→ **Extrait de page**:

Ces prévisions d'évolution s'intégraient de manière linéaire au bilan de la progression des ratios d'autonomie financière des collectivités territoriales observée sur la période 2003-2009 .

Ratios d'autonomie financière par échelon territorial pour la période 2003-2009

Communes et EPCI

Départements

Régions

Ratio constaté pour 2003

60,8 %

58,6 %

41,7 %

Ratio constaté pour 2004

61,3 %

63,4 %

40,8 %

Ratio constaté pour 2005

61,2 %

66,4 %

44,1 %

Ratio constaté pour 2006

61,8 %

65,5 %

48,1 %

Ratio constaté pour 2007

62,0 %

66,0 %

53,2 %

Ratio constaté pour 2008

62,5 %

66,4 %

55,7 %

Ratio constaté pour 2009

62,3 %

65,5 %

54,0 %

Source : DGCL (février 2012)

La mission aurait souhaité également disposer des ratios constatés pour l'exercice 2010. Ceux-ci ne sont pas disponibles aujourd'hui 52 ( * ) , pas plus que ne le sont ceux pour l'année 2011, qui présentent l'intérêt d'être les premiers ratios intégrant l'ensemble des effets de la réforme . On peut toutefois observer que l'évolution constatée des ratios d'autonomie financière des collectivités territoriales laisse des marges de manoeuvre pour une éventuelle diminution à compter de l'année 2010 puisque les ratios constatés en 2009 sont supérieurs aux seuils fixés par la loi organique (+ 1,5 % pour le bloc communal, + 6,9 % pour les départements et + 12,4 % pour les régions).

Selon la Direction générale des collectivités locales, il est possible d'évaluer aujourd'hui ce ratio pour l'année 2011 à partir du montant des dotations de compensation de la réforme de la taxe professionnelle (DCRTP) allouées à chaque niveau de collectivité.

Comparaison entre le ratio d'autonomie financière de 2003, le ratio évalué par la mission « Durieux-Subremon » et le ratio 2011 estimé par la DGCL

Communes et EPCI

Départements

Régions

Ratio minimal d'autonomie 2003

60,8%

58,6%

41,7%

Ratio estimé pour 2011

61,2 %

63,1 %

51,3 %

Ratio évalué dans le rapport « Durieux-Subremon »

63,7 %

67 %

55,9 %

Source : DGCL (février 2012)

→ **Lignes extraites**:
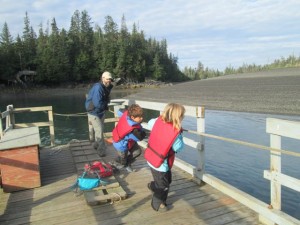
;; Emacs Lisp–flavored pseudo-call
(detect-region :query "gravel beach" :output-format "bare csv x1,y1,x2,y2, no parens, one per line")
127,68,300,115
0,68,300,116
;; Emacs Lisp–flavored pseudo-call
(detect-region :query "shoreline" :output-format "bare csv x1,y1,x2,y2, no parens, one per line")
0,68,300,116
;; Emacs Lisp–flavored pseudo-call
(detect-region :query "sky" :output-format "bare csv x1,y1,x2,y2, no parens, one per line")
0,0,300,71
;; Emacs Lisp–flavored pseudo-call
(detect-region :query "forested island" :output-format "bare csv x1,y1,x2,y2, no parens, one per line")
0,10,300,87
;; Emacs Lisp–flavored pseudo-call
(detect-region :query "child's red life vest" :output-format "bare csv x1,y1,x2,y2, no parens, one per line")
84,161,113,177
144,117,180,168
112,110,141,142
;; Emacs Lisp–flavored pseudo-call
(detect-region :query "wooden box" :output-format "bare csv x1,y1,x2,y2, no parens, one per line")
0,127,41,192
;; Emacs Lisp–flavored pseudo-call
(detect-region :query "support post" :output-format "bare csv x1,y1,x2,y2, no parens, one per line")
270,134,281,210
48,106,55,146
195,107,205,180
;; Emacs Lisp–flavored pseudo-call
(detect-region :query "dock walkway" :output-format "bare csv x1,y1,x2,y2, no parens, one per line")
0,141,261,225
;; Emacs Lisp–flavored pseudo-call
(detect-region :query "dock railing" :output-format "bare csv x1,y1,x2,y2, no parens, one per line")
0,105,55,146
103,99,300,225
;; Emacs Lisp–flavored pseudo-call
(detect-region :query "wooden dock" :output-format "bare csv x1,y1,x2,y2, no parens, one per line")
0,141,261,225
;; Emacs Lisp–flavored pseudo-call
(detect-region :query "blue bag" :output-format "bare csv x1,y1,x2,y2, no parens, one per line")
75,172,101,191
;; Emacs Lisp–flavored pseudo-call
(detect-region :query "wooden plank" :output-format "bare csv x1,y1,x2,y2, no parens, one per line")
84,187,127,206
0,127,41,150
264,170,300,192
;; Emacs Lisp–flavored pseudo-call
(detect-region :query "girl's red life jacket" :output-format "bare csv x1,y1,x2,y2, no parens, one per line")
112,110,141,142
144,116,180,168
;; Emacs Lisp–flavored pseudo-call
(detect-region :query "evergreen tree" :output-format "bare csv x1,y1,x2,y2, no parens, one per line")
0,22,18,80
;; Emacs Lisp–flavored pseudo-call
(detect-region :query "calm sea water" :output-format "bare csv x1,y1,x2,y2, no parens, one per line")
0,92,300,219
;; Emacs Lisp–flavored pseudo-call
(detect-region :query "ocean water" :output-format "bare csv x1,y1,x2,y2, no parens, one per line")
0,92,300,219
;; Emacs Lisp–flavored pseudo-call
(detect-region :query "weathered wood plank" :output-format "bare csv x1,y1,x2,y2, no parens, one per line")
0,142,260,225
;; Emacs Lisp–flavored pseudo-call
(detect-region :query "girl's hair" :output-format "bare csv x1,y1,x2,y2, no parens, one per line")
161,103,185,130
128,104,143,118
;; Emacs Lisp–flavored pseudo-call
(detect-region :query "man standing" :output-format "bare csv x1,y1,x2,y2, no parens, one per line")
85,71,113,157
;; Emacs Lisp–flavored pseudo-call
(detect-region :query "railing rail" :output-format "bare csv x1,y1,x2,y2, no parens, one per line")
106,99,300,225
0,105,55,146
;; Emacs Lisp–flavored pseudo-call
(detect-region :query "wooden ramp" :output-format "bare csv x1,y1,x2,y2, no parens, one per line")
0,141,260,225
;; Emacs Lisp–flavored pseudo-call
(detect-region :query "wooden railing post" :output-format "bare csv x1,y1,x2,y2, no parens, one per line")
48,106,55,146
0,111,3,140
5,105,15,129
195,107,205,180
270,134,281,210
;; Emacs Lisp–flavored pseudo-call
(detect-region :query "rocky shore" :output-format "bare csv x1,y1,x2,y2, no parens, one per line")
127,68,300,116
0,68,300,116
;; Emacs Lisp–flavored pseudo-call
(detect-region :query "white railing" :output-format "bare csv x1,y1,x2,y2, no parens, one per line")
0,105,55,146
111,99,300,225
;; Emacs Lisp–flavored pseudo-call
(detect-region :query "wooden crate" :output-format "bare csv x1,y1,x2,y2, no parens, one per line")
0,127,41,192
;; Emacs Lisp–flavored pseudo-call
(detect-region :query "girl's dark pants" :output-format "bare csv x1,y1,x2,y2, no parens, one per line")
150,168,172,211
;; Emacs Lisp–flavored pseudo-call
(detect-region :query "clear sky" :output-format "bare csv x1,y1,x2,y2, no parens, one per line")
0,0,300,70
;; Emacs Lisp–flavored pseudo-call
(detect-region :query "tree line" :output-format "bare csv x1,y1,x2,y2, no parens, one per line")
0,10,188,85
183,55,300,80
0,10,300,85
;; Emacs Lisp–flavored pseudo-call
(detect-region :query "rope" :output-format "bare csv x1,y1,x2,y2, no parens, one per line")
110,192,122,205
183,129,300,157
51,110,114,117
53,112,87,117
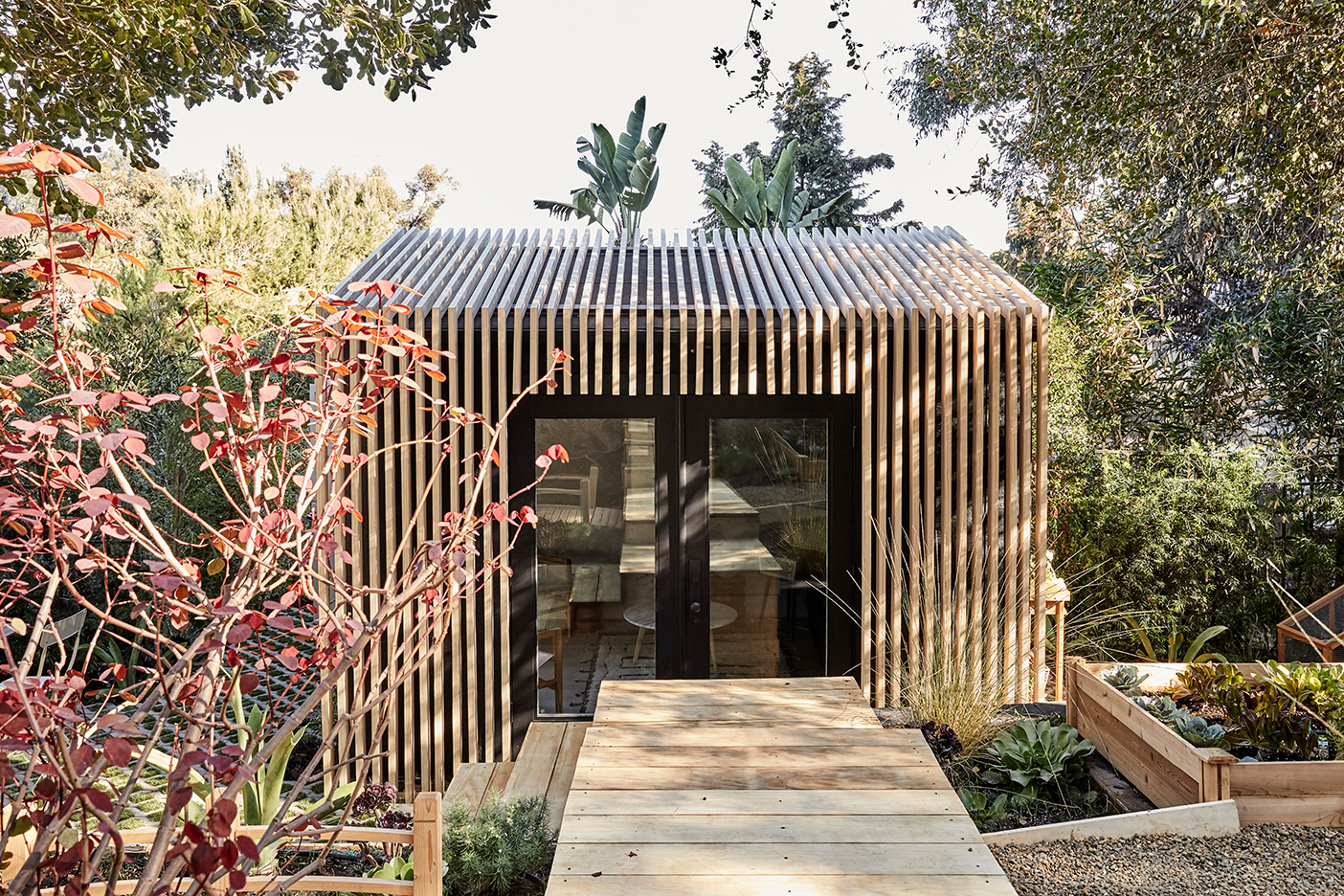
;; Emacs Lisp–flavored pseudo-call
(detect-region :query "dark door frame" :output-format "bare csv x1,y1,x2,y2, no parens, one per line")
508,395,865,746
682,395,861,679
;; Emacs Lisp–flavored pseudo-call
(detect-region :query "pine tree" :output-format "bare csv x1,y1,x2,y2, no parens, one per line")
691,53,905,227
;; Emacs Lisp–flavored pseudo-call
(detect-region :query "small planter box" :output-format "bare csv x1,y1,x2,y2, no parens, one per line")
1064,660,1344,827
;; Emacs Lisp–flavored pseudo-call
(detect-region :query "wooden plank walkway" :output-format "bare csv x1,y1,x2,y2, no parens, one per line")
443,722,589,823
546,679,1014,896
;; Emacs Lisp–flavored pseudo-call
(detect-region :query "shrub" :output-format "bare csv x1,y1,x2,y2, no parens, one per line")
443,794,559,896
980,719,1097,802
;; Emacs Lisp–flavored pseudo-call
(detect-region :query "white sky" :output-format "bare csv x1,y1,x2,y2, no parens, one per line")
160,0,1007,251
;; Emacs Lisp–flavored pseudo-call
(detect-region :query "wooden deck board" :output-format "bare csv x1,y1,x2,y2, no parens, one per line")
547,679,1014,896
546,873,1018,896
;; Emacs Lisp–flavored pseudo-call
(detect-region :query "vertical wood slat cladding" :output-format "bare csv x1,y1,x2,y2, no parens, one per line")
328,229,1050,793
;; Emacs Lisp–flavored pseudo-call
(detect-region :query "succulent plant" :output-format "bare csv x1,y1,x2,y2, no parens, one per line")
1134,695,1191,726
1172,716,1227,747
1101,666,1148,697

→ **Énoncé 1**:
Dans l'extrait sur l'autonomie financière des collectivités territoriales, relevez pour chaque année de 2003 à 2009 le ratio constaté des régions.
→ **Énoncé 2**:
Recopiez fidèlement le passage de l'extrait sur l'autonomie financière des collectivités territoriales qui commence à « Selon la Direction » et se termine à « niveau de collectivité. ».

→ **Réponse rédigée 1**:
2003 : 41,7 %
2004 : 40,8 %
2005 : 44,1 %
2006 : 48,1 %
2007 : 53,2 %
2008 : 55,7 %
2009 : 54,0 %

→ **Réponse rédigée 2**:
Selon la Direction générale des collectivités locales, il est possible d'évaluer aujourd'hui ce ratio pour l'année 2011 à partir du montant des dotations de compensation de la réforme de la taxe professionnelle (DCRTP) allouées à chaque niveau de collectivité.